Only the lines from the one containing "Could you kindly point to the grassy" through the last line of the listing are to be given again, exactly as they appear.

# # #

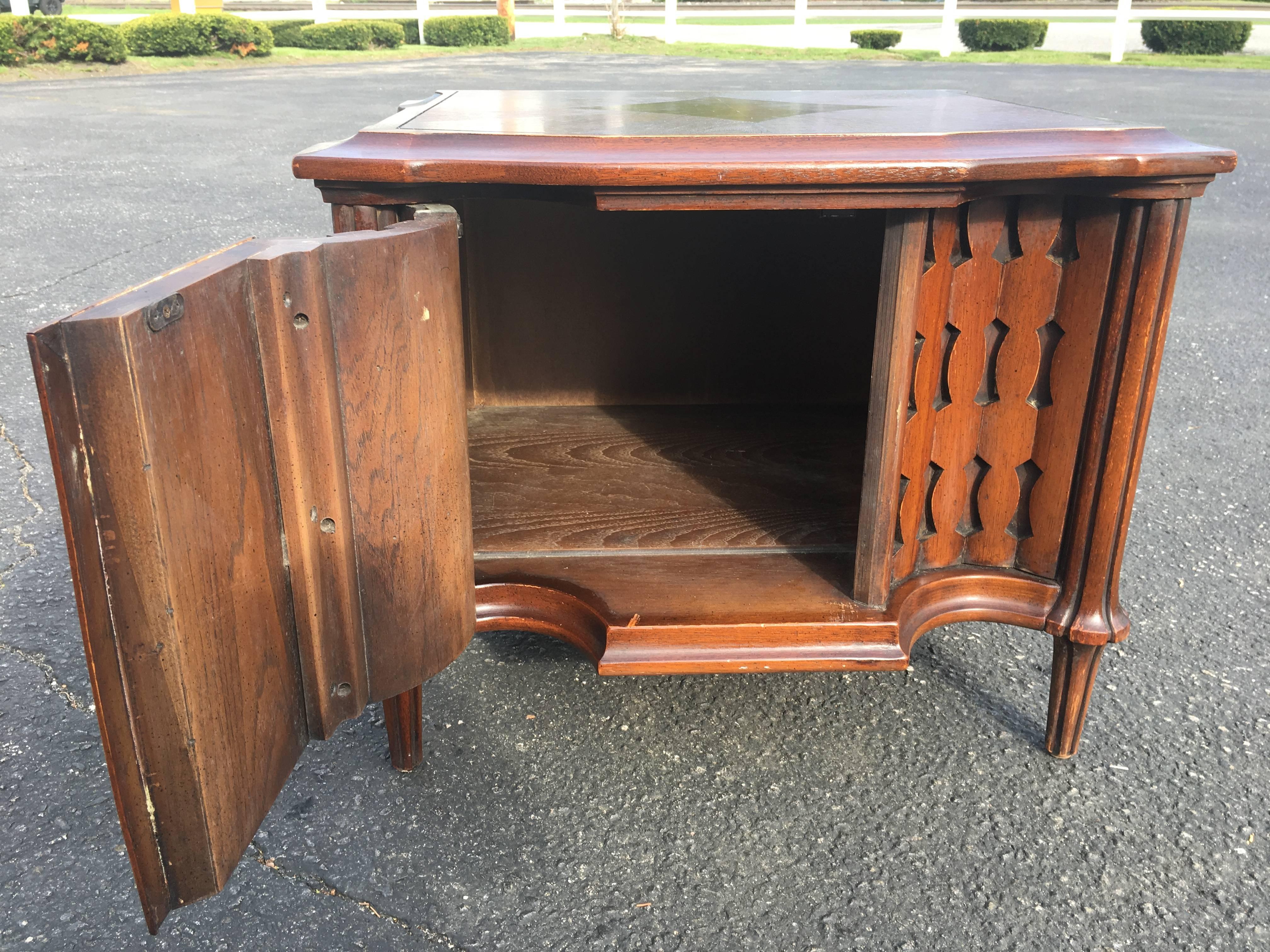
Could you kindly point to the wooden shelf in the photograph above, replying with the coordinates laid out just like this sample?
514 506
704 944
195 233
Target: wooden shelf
552 480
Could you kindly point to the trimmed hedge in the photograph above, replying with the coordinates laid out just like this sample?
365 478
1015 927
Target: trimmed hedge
412 30
196 35
999 36
235 35
876 38
285 32
466 31
51 38
166 35
1196 37
342 35
386 35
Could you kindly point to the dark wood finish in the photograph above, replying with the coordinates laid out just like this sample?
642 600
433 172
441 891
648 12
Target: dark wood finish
163 452
1005 351
403 719
412 409
911 195
1071 683
751 614
229 447
1119 407
624 140
300 369
888 366
401 376
665 478
903 254
571 306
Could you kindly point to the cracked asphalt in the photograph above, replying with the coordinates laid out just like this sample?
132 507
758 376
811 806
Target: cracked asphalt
797 812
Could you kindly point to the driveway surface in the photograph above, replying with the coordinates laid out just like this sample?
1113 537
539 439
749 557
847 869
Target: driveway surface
793 812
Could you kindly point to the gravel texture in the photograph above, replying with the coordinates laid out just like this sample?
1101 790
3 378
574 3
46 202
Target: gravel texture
794 812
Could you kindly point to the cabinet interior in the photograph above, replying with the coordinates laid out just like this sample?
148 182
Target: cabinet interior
689 382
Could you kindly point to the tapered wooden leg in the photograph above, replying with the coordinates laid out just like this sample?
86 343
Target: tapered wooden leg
403 718
1071 682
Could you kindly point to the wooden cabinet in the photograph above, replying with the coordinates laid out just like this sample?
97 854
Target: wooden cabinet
738 382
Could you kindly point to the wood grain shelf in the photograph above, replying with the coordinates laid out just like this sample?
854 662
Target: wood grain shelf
600 366
550 480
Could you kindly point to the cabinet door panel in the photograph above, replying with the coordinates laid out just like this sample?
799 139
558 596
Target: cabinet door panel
197 423
163 451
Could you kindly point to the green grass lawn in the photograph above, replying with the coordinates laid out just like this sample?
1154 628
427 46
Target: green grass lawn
603 44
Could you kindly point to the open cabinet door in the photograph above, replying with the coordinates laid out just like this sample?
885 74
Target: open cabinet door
263 475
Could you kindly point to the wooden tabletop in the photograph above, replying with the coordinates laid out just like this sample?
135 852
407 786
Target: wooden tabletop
881 138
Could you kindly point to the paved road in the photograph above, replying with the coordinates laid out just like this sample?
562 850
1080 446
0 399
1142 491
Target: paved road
802 812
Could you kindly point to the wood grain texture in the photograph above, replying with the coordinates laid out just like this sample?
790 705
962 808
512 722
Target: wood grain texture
298 361
1071 686
903 254
567 305
911 195
173 455
107 669
1004 349
604 140
403 720
775 612
665 478
397 324
1133 333
1079 315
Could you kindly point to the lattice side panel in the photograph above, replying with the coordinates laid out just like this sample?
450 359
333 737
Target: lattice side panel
1088 248
957 470
1015 351
933 310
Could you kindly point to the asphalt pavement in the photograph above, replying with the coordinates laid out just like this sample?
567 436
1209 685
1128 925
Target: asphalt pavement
789 813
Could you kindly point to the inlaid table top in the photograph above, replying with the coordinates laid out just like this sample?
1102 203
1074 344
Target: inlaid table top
598 139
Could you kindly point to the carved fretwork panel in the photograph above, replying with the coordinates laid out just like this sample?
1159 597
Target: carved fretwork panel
1009 316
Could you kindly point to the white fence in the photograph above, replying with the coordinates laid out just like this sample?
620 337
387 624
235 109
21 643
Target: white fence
944 37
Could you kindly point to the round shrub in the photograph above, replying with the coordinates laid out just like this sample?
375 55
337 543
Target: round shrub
285 32
342 35
235 35
466 31
167 35
385 35
53 38
876 38
999 36
1196 37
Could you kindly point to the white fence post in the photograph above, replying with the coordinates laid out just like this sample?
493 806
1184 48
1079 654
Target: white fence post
1121 31
948 30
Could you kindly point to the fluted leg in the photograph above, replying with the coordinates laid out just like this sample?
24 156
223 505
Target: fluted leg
403 718
1071 682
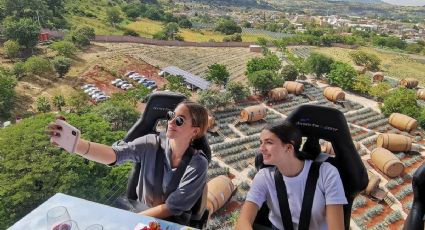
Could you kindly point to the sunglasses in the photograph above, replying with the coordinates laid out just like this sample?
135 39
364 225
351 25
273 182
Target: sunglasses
179 119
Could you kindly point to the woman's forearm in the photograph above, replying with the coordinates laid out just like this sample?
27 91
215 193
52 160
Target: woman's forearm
96 152
160 211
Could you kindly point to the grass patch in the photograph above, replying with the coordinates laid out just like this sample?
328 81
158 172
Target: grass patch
395 65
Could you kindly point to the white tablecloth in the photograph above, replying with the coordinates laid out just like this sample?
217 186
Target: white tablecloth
86 213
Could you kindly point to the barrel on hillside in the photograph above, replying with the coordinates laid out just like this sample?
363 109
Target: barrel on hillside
373 183
253 113
219 191
403 122
360 69
421 94
409 83
387 162
334 94
378 77
394 142
294 87
278 94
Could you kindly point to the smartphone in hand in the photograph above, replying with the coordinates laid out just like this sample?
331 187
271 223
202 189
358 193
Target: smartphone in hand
69 136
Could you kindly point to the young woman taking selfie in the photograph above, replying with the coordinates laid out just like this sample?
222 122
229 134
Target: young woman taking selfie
186 123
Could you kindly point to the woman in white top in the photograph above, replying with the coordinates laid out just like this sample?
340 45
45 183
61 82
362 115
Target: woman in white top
280 146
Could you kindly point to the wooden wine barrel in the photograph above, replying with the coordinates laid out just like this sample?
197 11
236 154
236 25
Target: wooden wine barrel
278 94
220 190
387 162
421 94
253 113
334 94
394 142
409 83
402 122
373 183
378 77
211 121
294 87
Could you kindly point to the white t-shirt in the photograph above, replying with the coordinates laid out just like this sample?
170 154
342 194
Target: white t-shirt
329 190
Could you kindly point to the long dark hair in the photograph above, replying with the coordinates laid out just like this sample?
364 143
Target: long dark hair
289 134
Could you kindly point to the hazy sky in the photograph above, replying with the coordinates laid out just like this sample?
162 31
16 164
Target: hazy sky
406 2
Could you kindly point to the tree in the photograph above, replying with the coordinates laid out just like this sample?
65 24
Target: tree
237 91
228 26
176 84
7 92
59 101
269 62
61 65
401 101
37 66
218 74
120 114
289 73
362 84
64 48
113 16
370 61
264 80
11 49
318 64
342 75
24 31
380 90
43 105
213 99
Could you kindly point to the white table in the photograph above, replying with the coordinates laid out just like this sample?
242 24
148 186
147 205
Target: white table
86 213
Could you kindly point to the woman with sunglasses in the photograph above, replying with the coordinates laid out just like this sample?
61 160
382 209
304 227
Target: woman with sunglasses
279 146
187 122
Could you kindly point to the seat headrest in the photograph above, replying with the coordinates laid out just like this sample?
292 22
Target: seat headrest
326 123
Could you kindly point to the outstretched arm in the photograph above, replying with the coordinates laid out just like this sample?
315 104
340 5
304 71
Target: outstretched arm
246 218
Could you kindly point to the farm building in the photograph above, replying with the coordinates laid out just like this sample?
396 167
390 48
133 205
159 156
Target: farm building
192 81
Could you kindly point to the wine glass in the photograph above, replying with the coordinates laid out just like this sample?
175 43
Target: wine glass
56 216
95 227
67 225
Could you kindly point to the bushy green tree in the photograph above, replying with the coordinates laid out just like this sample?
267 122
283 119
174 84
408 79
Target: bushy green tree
11 49
370 61
61 65
228 26
38 66
342 75
7 93
24 31
237 90
289 73
213 99
269 62
43 105
362 84
401 101
58 101
64 48
318 64
218 74
264 80
380 90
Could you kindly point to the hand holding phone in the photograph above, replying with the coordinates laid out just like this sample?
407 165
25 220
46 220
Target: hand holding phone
68 136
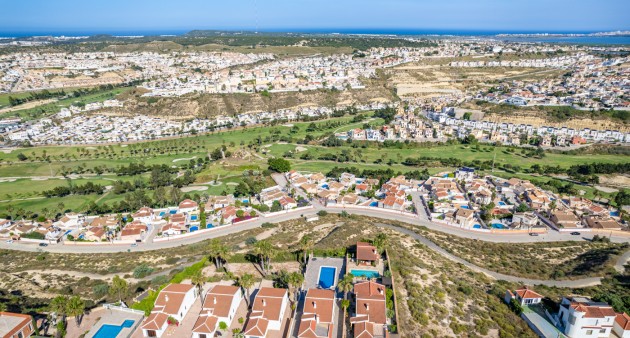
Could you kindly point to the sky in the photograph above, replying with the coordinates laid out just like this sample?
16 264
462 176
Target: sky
177 16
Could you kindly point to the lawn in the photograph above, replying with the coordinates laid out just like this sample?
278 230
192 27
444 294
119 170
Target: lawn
54 107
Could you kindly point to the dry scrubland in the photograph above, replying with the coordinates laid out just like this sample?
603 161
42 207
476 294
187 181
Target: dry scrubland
436 297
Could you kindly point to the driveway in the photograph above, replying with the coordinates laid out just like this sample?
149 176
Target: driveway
499 276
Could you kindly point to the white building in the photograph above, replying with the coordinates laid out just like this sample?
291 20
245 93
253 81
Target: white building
582 318
175 300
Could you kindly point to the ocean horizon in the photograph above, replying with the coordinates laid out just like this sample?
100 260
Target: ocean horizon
605 40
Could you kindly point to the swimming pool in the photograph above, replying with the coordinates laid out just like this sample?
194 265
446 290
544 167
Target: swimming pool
112 331
327 277
365 273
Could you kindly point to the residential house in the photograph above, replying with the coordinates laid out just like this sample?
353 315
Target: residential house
188 206
96 233
317 314
524 219
464 217
367 253
220 305
565 219
144 215
218 202
370 315
605 223
581 317
134 231
267 312
175 300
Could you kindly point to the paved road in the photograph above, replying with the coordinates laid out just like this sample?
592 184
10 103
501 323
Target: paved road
407 218
552 236
565 283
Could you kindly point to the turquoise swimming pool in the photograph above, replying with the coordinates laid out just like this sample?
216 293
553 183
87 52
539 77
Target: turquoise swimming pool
365 273
327 277
112 331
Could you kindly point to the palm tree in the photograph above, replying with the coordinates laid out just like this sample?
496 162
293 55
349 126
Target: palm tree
306 243
58 305
219 252
76 307
380 241
345 285
295 280
119 288
265 250
246 281
345 304
198 279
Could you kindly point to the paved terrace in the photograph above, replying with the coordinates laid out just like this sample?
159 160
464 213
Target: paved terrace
116 316
311 277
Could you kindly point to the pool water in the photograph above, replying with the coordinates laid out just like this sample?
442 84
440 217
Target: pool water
365 273
327 277
112 331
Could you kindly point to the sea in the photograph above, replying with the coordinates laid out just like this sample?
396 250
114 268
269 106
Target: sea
420 33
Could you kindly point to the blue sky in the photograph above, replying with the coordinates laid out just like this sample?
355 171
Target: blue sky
111 16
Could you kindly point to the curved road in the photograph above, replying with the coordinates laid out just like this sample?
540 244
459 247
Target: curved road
577 283
402 217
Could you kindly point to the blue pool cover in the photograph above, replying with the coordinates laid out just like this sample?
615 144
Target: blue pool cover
112 331
365 273
327 277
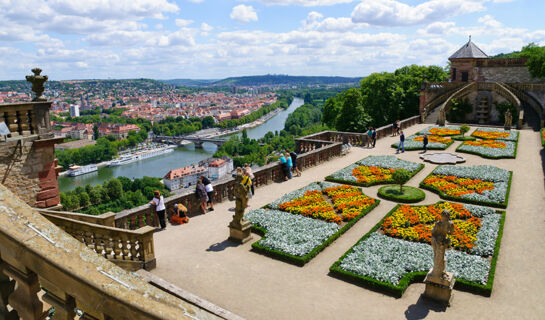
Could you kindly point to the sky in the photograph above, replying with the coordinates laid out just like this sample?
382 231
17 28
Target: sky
214 39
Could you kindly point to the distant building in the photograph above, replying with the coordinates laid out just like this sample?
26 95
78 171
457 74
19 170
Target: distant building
183 177
74 110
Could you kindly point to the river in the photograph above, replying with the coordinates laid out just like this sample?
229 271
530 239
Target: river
181 157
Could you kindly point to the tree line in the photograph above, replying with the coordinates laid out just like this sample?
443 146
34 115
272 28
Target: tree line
117 194
381 99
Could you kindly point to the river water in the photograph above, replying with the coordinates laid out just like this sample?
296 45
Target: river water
181 157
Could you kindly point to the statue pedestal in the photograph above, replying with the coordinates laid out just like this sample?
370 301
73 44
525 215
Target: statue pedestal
240 232
439 288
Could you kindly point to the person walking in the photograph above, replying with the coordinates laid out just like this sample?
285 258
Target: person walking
289 164
250 174
401 142
202 196
425 142
209 192
159 202
370 137
284 165
293 157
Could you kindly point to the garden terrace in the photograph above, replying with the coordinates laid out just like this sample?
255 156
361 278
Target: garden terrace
197 257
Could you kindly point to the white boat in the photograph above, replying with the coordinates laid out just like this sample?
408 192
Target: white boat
79 170
140 156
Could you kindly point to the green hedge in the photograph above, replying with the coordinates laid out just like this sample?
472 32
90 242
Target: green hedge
364 184
488 156
411 277
409 195
300 261
482 203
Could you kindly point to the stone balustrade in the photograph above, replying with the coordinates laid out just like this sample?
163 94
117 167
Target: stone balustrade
131 250
42 266
26 119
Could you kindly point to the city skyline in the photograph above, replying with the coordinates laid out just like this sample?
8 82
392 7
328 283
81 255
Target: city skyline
205 39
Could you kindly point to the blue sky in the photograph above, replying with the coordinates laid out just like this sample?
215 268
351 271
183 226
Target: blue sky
211 39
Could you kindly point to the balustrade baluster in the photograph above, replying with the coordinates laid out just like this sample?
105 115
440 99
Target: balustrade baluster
24 298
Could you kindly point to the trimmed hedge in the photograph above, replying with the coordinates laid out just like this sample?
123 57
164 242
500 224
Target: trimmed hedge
489 156
300 261
412 277
364 184
482 203
409 195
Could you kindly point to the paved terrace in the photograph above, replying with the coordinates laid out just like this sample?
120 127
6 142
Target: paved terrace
197 257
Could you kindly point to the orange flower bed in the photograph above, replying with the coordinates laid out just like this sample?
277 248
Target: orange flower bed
456 187
432 138
312 204
415 223
444 132
490 134
486 144
350 201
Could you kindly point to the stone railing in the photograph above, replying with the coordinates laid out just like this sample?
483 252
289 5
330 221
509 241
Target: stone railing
41 263
317 148
131 250
106 219
27 118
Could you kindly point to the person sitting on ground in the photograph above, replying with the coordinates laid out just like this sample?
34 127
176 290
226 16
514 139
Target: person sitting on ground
209 192
293 157
202 196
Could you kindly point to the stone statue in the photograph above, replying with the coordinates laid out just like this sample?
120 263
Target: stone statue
37 84
240 229
439 282
508 120
440 243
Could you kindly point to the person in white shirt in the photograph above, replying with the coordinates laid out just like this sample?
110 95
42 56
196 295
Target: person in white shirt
159 204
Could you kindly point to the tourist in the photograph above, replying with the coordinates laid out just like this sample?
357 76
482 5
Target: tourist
394 128
159 204
289 164
209 192
248 172
370 137
202 196
425 142
293 157
401 142
284 166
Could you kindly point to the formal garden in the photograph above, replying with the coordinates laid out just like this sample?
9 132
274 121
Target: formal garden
396 251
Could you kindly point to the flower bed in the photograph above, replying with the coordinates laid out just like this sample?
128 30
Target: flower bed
415 142
441 131
299 237
492 149
486 185
373 170
496 134
390 263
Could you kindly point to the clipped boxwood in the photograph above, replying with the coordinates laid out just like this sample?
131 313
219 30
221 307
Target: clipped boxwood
409 195
478 202
412 277
301 261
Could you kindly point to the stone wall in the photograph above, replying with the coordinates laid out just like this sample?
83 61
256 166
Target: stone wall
28 169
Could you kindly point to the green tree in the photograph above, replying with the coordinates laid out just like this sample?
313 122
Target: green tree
401 176
114 189
353 117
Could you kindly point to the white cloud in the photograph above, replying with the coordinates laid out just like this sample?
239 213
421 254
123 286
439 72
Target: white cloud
395 13
305 3
243 14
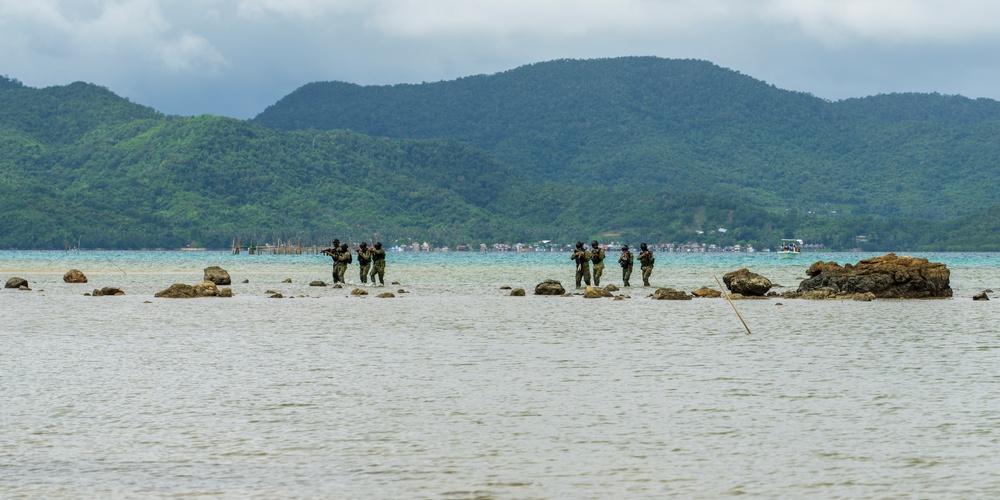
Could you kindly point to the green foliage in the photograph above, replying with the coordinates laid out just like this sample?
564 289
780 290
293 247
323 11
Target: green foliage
689 126
642 148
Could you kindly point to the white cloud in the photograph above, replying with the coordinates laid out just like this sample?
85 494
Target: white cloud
838 22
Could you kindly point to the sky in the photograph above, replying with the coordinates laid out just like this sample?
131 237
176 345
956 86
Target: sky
236 57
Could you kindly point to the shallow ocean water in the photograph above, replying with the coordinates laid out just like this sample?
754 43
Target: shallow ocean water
455 390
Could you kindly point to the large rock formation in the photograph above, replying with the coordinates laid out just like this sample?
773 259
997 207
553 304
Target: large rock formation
886 277
217 275
74 276
747 283
549 287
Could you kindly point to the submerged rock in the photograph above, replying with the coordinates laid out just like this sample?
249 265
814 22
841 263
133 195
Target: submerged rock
217 275
885 277
16 283
707 293
74 276
182 291
592 292
549 287
746 283
670 294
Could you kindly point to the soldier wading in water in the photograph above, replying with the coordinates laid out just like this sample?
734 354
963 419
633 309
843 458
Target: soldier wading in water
625 260
597 257
378 264
332 252
364 261
582 258
646 260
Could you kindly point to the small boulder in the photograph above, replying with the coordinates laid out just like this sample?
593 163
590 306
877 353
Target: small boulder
747 283
182 291
670 294
74 276
550 287
707 293
16 283
592 292
217 275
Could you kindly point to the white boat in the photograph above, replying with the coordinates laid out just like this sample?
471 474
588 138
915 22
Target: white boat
790 248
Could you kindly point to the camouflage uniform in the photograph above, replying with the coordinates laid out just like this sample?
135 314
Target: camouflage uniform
364 262
582 258
646 260
378 264
332 252
343 258
626 262
597 257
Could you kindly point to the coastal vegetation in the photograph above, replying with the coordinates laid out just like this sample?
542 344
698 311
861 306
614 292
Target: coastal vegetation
627 149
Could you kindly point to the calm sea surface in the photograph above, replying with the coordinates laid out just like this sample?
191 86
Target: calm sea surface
456 390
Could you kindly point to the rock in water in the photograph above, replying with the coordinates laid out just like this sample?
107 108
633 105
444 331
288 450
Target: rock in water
886 277
747 283
549 287
706 292
670 294
74 276
217 275
16 283
182 291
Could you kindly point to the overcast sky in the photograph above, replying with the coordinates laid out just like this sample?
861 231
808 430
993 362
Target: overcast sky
236 57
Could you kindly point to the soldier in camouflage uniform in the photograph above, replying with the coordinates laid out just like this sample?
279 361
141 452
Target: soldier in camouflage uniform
332 252
582 258
646 260
364 261
597 257
378 264
343 258
625 260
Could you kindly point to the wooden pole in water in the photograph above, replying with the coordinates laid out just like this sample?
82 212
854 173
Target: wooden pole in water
731 303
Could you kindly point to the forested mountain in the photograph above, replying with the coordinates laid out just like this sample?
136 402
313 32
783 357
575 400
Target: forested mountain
690 126
78 163
674 158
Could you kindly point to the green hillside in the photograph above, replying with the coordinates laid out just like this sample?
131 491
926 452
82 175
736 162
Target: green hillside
690 126
120 175
80 164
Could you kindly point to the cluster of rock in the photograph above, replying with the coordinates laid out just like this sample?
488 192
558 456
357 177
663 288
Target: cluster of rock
886 277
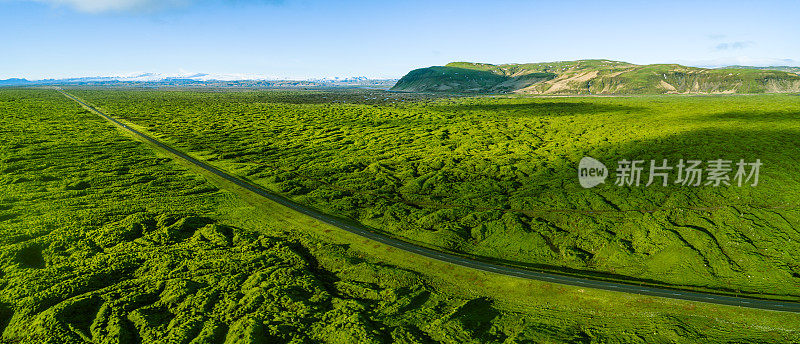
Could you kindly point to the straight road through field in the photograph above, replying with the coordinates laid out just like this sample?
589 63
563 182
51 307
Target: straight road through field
360 230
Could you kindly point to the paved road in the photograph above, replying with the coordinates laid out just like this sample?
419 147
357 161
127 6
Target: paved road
459 260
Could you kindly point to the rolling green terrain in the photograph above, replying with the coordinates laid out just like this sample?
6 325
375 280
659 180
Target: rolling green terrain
106 240
496 177
790 69
594 77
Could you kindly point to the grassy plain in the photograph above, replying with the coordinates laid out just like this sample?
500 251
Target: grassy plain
105 240
496 176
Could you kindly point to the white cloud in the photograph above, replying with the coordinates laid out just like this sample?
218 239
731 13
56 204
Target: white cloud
100 6
739 60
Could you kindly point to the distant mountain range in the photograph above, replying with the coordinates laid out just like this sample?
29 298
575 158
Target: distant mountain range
201 79
598 77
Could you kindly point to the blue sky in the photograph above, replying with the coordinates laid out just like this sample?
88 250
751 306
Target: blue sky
311 39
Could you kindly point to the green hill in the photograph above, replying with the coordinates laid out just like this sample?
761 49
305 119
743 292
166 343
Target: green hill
594 77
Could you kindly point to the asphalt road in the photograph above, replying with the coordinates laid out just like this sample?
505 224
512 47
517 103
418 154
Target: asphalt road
355 228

# # #

ANSWER SECTION:
Could you kindly point to the grassy plain in the photograph above, replying with the coordinates laid out just like this sample?
500 251
Target: grassy plain
105 240
496 176
Could you kindly point to the white cloud in the photograph above, replying with the coordinates laid out just like this sample?
218 239
731 13
56 204
Target: white cloud
100 6
739 60
Could you kindly point to the distant mountain range in the photograph above, replying with the coordinates laid out just like this sample?
29 298
575 158
Target: distant mountain range
201 79
598 77
Could you kindly point to the blue sky in the photograph above, replying with the coordinates laid out just like this sample?
88 250
751 306
Target: blue sky
311 39
Could you kindly point to the green hill in the photograph above, replying with the coordinates laid out just like this sample?
761 49
305 119
743 292
166 343
Target: green hill
594 77
Could you kindly point to the asphalt road in the photograph above, replying with the coordinates laid out just like this sample?
505 224
512 47
517 103
418 154
Target: asphalt road
355 228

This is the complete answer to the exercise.